Yönergeler ->
1 > Metin parçasında sayılan, imanın altı şartını eksiksiz sıralayın.
2 > Metin parçasındaki hadîs-i şerîfe göre ümmet kaç fırkaya ayrılacaktır?
3 > Lütfen metin parçasında "Bu yetmişüç fırkadan her biri" diye başlayan paragrafı, ana bilgileri koruyarak daha kısa biçimde yeniden yazın.
### Metin Parçası ###
Left
Lamba

HAYIRLI RAMAZANLAR

__:__:__
Lamba
Right

Kurtulmuşlar fırkası

Kurtulmuşlar fırkası

Ramazan Haberleri

Sevgili Peygamberimiz (aleyhisselâm) ümmetinin yetmişüç fırkaya ayrılacağını haber verdi... Kurtulucu olan birinin alametini, işaretini ise şöyle bildirdi: (Bu fırkada olanlar, benim ve Eshâbımın gitdiği yolda bulunanlardır)

Müslüman olmanın ilk şartı, iman etmekdir. Doğru iman ise, ehl-i sünnet itikadına uygun olarak inanmağa bağlıdır. Sevgili Peygamberimiz bir hadîs-i şerîfde, (Benim ümmetim yetmişüç fırkaya ayrılacakdır. Bunlardan yalnız bir fırka Cehennem azâbından kurtulacak, diğerleri ise helak olacaklar, Cehenneme gideceklerdir) buyurdu.
Bu yetmişüç fırkadan her biri, İslâmiyyete uyduğunu iddia etmekde ve Cehennemden kurtulacağı bildirilen bir fırkanın, kendi fırkası olduğunu söylemekdedir. Mü’minûn suresi 54. ve Rûm sûresi 32. âyet-i kerîmelerinde meâlen: (Her fırka, doğru yolda olduğunu sanarak sevinmekdedir) buyuruldu.
Hâlbuki, bu çeşidli fırkalar arasında, kurtulucu olan birinin alametini, işaretini, Peygamberimiz “sallallahü aleyhi ve sellem” şöyle bildirmekdedir: (Bu fırkada olanlar, benim ve Eshâbımın gitdiği yolda bulunanlardır). Eshâb-ı kirâmdan birini dahî sevmiyen, ehl-i sünnetden ayrılmış olur. ehl-i sünnet i’tikâdında olmayan da, kâfir veyâ (Bid’at ehli) sapık olur.
Bu sebeple bugünkü Ramazan sayfamızda ehl-i sünnet i’tikâdında olmanın alametlerini sizlere aktarmak istedik...
Allahü teala, ehl-i sünnet i’tikâdına uygun iman eden Müslümanlardan razıdır. Böyle inanmış olmanın birçok şartları vardır. Ehl-i sünnet âlimleri, bunları şöyle açıklamakdadır:
1- Îmânın altı şartına, ya’nî Allahü teâlânın varlığına ve birliğine, eşi ve benzeri olmadığına, Meleklerine, Kitâblarına, Peygamberlerine, Âhıret hayâtına, hayr ve şerrin, iyilik ve kötülüğün Allahü teâlâ tarafından yaratıldığına inanmalıdır. (Bunlar (Âmentü)de bildirilmişdir.)
### Verilen Satırlar ###
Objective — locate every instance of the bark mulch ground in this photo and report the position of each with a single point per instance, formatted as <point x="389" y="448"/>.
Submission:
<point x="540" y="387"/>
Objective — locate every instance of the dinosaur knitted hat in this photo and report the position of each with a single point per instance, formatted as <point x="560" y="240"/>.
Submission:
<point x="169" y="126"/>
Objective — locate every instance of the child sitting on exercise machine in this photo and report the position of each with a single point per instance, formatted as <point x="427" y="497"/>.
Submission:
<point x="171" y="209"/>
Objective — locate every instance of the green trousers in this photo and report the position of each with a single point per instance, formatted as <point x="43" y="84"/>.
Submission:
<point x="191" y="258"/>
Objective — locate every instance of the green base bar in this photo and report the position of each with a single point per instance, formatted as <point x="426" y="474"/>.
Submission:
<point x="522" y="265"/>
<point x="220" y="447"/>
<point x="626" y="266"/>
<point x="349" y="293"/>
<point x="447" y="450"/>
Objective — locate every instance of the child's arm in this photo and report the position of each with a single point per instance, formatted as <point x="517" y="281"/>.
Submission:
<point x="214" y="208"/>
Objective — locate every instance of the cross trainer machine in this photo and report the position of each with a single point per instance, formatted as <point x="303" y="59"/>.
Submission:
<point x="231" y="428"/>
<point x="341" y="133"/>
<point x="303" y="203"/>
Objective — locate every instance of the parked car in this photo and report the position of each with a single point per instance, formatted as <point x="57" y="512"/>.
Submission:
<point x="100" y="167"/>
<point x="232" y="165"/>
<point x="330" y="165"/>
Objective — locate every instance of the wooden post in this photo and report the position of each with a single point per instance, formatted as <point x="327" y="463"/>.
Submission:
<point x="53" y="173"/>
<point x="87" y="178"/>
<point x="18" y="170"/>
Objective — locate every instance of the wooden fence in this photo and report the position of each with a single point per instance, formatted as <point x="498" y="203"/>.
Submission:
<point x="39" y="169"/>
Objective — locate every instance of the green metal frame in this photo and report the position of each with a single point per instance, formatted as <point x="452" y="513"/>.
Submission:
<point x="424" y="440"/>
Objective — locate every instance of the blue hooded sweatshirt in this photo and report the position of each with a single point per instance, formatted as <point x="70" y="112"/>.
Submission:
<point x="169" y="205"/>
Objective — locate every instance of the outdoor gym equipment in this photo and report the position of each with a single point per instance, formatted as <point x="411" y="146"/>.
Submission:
###
Çözümler Aşağıda ->
1 >
- Allahü teâlânın varlığına ve birliğine, eşi ve benzeri olmadığına inanmak
- Meleklerine inanmak
- Kitâblarına inanmak
- Peygamberlerine inanmak
- Âhıret hayâtına inanmak
- Hayr ve şerrin, iyilik ve kötülüğün Allahü teâlâ tarafından yaratıldığına inanmak

2 > Yetmiş üç fırkaya.

3 > Yetmiş üç fırkanın her biri İslâmiyyete uyduğunu ve Cehennemden kurtulacak fırkanın kendisi olduğunu iddia eder. Mü'minûn sûresinin 54. ve Rûm sûresinin 32. âyetlerinde, her fırkanın doğru yolda olduğunu sanarak sevindiği bildirilir.